* **Objective**
Swap "Target" for "Label" in everything from the line containing "Question. Place one point on every instance of the yellow" down to the line containing "x=664 y=291" in the records below, and give back only those lines with nothing else changed.

* **Material shown**
-- Begin --

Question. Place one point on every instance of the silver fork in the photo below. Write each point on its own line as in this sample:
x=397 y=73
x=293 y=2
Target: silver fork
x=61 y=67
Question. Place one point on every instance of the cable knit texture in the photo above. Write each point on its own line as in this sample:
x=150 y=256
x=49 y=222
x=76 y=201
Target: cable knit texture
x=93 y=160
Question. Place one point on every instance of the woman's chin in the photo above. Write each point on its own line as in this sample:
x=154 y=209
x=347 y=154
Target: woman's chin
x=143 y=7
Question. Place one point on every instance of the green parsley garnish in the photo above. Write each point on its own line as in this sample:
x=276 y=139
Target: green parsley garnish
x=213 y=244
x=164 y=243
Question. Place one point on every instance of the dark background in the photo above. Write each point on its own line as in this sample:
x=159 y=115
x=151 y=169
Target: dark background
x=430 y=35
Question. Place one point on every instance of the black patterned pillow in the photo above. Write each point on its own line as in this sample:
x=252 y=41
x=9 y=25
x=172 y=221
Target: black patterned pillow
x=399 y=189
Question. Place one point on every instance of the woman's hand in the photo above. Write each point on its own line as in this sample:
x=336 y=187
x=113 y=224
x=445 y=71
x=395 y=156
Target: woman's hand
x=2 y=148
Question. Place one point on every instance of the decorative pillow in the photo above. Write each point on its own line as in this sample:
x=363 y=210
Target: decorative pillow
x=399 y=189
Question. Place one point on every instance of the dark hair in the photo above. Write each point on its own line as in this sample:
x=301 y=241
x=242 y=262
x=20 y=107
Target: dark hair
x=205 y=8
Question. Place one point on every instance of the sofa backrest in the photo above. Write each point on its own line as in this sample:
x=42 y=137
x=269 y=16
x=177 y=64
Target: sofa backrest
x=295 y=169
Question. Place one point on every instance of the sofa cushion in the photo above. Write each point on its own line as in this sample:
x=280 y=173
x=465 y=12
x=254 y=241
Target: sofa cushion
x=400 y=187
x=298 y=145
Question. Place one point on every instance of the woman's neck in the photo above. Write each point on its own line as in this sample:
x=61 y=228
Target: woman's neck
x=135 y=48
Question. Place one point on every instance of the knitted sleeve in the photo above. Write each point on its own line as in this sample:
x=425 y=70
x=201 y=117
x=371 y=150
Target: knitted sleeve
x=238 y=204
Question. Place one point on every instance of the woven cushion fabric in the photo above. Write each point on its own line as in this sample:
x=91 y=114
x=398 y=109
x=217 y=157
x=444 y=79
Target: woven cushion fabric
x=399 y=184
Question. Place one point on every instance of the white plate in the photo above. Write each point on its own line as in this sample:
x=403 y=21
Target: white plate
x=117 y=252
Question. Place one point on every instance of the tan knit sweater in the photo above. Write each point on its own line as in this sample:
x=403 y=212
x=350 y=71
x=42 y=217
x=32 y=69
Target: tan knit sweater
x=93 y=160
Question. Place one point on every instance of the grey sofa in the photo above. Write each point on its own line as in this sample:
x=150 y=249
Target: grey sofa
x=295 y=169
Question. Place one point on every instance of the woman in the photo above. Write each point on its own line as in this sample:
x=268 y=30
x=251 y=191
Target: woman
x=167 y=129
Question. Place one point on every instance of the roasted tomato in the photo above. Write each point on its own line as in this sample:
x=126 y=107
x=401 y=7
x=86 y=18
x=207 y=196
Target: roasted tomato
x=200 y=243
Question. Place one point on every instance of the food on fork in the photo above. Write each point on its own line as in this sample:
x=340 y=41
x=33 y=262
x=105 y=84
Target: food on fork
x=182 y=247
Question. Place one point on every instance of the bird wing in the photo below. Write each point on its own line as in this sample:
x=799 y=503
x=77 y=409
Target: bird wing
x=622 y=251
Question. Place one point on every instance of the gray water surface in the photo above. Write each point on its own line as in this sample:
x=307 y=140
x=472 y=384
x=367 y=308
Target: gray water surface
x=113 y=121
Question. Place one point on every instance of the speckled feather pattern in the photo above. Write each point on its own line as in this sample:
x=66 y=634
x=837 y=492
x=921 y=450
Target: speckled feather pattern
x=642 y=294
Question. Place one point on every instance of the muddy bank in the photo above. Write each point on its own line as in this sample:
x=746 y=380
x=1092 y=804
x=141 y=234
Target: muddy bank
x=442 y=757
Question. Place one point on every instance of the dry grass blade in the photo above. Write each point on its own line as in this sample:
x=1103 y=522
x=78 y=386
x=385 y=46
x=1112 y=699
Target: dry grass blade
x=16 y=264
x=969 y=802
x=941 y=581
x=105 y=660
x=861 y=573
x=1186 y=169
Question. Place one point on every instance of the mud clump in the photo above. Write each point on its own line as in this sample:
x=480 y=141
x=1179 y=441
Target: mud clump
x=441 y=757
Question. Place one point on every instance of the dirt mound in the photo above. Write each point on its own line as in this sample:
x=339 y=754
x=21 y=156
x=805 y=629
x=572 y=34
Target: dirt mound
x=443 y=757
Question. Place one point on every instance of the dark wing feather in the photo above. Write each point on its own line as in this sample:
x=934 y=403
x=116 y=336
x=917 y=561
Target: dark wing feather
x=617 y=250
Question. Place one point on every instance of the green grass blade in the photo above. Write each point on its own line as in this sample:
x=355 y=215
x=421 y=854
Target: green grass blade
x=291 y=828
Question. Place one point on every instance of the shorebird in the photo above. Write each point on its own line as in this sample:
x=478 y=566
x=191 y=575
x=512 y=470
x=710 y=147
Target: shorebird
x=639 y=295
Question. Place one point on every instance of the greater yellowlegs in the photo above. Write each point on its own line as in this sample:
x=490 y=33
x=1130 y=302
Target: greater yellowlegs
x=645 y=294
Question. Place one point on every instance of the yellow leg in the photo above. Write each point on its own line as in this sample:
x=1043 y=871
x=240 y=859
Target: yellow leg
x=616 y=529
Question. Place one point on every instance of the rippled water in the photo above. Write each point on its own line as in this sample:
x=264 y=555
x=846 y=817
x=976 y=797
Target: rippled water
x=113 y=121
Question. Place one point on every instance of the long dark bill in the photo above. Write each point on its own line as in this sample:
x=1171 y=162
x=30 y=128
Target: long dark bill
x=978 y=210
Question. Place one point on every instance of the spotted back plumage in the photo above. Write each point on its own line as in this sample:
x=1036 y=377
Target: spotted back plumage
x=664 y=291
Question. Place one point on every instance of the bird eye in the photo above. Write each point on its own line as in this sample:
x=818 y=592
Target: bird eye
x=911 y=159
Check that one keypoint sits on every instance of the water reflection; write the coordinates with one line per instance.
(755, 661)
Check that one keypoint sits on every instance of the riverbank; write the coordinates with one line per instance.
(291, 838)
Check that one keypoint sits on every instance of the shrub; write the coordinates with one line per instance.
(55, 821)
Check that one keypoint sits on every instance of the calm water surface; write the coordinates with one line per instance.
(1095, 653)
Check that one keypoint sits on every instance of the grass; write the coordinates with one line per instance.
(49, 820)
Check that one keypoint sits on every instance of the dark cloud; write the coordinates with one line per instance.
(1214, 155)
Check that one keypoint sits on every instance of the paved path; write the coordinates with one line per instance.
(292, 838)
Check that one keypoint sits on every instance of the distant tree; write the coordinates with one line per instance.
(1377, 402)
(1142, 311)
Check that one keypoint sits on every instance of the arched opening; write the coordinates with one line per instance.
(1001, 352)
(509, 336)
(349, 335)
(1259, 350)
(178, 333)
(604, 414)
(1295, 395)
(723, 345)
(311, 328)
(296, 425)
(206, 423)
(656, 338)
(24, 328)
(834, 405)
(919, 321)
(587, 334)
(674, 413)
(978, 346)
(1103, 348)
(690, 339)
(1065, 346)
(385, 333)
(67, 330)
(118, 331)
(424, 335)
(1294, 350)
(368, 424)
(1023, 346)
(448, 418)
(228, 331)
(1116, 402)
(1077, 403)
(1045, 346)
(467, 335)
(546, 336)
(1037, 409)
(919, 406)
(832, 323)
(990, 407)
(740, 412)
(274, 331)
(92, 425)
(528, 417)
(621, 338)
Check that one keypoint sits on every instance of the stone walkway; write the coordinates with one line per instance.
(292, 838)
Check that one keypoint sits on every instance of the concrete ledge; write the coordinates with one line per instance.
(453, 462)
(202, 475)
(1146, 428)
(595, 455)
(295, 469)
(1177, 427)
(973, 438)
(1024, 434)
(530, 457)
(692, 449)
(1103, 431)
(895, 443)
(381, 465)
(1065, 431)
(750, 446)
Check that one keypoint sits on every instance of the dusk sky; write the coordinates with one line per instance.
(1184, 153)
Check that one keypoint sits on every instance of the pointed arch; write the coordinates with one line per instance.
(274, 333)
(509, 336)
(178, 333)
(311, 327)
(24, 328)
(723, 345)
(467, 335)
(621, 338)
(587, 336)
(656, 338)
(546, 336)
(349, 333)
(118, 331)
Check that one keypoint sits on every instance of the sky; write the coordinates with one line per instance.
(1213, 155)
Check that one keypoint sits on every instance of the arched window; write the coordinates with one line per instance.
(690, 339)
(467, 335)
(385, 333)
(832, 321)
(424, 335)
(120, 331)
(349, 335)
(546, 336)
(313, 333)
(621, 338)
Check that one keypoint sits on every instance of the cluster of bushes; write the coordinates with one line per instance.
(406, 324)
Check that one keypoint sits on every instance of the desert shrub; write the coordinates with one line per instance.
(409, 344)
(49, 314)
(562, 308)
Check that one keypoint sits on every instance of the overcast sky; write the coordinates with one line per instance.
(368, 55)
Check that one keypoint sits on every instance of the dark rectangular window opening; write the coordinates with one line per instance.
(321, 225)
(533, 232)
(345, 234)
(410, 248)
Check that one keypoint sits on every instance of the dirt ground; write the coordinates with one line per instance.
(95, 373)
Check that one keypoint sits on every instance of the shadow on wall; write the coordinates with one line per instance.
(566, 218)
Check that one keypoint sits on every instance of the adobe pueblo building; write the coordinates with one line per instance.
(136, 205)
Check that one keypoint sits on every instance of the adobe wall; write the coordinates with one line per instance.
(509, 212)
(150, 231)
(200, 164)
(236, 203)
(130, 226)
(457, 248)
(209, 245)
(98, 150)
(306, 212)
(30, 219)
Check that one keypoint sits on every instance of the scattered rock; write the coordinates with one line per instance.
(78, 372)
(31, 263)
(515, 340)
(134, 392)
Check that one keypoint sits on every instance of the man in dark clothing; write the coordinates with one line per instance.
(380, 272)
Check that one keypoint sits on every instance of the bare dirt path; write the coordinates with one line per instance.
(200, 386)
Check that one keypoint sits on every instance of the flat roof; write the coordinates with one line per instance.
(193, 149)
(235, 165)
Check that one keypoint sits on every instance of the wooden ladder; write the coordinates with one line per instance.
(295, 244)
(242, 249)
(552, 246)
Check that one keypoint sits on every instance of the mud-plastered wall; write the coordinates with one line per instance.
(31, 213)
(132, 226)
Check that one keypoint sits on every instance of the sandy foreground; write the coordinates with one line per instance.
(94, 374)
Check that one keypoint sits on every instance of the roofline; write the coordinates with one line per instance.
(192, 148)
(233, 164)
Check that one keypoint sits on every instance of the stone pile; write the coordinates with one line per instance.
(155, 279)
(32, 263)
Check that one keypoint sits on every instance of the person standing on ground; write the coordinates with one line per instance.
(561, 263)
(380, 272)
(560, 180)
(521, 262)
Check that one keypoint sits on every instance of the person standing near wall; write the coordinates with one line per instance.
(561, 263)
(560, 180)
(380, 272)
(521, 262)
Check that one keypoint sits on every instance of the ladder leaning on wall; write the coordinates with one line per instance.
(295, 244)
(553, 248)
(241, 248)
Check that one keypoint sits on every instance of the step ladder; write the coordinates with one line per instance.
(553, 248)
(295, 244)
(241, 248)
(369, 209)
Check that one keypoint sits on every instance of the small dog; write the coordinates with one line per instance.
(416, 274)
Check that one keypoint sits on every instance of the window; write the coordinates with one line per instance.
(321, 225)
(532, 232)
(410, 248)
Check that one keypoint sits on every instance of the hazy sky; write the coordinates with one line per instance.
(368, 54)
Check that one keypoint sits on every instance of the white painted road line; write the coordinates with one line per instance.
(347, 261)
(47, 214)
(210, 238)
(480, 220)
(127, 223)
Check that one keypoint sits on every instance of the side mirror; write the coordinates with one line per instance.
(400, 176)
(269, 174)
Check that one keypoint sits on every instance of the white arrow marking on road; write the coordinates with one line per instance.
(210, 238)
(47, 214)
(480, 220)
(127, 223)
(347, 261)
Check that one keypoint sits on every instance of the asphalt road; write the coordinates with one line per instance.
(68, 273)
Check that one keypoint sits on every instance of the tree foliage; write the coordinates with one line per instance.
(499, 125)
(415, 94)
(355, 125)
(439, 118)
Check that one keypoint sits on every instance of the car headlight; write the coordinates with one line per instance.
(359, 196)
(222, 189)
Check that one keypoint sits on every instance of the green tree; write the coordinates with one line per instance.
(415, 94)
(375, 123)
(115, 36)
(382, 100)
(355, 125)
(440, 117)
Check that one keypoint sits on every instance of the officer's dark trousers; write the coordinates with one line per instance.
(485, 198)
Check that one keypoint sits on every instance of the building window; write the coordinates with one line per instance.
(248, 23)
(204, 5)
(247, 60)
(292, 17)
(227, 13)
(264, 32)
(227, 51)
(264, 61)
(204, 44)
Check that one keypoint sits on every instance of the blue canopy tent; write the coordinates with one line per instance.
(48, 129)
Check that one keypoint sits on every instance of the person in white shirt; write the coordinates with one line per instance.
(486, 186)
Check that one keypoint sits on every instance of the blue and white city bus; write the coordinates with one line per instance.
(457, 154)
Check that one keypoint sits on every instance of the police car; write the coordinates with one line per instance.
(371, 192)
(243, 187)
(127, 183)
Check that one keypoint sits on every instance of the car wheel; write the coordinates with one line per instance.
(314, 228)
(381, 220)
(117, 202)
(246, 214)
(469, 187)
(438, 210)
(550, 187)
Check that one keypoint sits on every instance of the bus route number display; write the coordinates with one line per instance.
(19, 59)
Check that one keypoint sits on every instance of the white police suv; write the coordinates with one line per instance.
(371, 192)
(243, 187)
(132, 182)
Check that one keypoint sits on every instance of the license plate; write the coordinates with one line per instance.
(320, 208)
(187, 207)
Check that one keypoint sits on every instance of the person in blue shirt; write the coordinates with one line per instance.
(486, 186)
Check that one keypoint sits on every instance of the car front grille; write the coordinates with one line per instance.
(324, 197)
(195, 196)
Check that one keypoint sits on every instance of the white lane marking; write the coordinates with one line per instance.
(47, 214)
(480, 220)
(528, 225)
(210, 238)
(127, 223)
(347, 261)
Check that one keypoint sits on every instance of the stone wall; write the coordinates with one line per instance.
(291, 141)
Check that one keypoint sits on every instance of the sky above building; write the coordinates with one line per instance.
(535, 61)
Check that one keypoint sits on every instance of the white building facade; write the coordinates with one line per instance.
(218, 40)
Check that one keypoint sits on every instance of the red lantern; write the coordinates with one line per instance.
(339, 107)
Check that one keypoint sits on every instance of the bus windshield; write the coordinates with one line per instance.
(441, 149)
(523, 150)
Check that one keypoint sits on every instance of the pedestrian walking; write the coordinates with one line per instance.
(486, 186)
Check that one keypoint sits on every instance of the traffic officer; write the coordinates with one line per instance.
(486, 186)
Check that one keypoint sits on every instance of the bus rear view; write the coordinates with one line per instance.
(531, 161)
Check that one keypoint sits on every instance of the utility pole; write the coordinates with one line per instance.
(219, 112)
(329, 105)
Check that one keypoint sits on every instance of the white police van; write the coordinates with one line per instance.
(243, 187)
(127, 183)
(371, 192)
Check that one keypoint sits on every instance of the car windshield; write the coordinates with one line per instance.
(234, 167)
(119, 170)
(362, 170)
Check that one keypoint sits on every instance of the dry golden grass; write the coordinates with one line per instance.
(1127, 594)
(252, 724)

-- End --

* **Complete output**
Question. Place one point on every instance of the yellow leg in the photo above. Write each point on its own line as in this sample:
x=1043 y=871
x=240 y=859
Label: yellow leg
x=616 y=529
Question. Place one point on every instance of the rippled water in the photo above. Write each point on its own line as in this sample:
x=264 y=555
x=846 y=817
x=976 y=797
Label: rippled water
x=113 y=121
Question. Place one point on every instance of the long dark bill in the photo above. Write each point on its own line as in this sample:
x=1171 y=162
x=30 y=128
Label: long dark bill
x=978 y=210
Question. Place one point on every instance of the spotted back plumage in the photo above. Write each point on its own line as in this sample:
x=1036 y=377
Label: spotted back plumage
x=664 y=291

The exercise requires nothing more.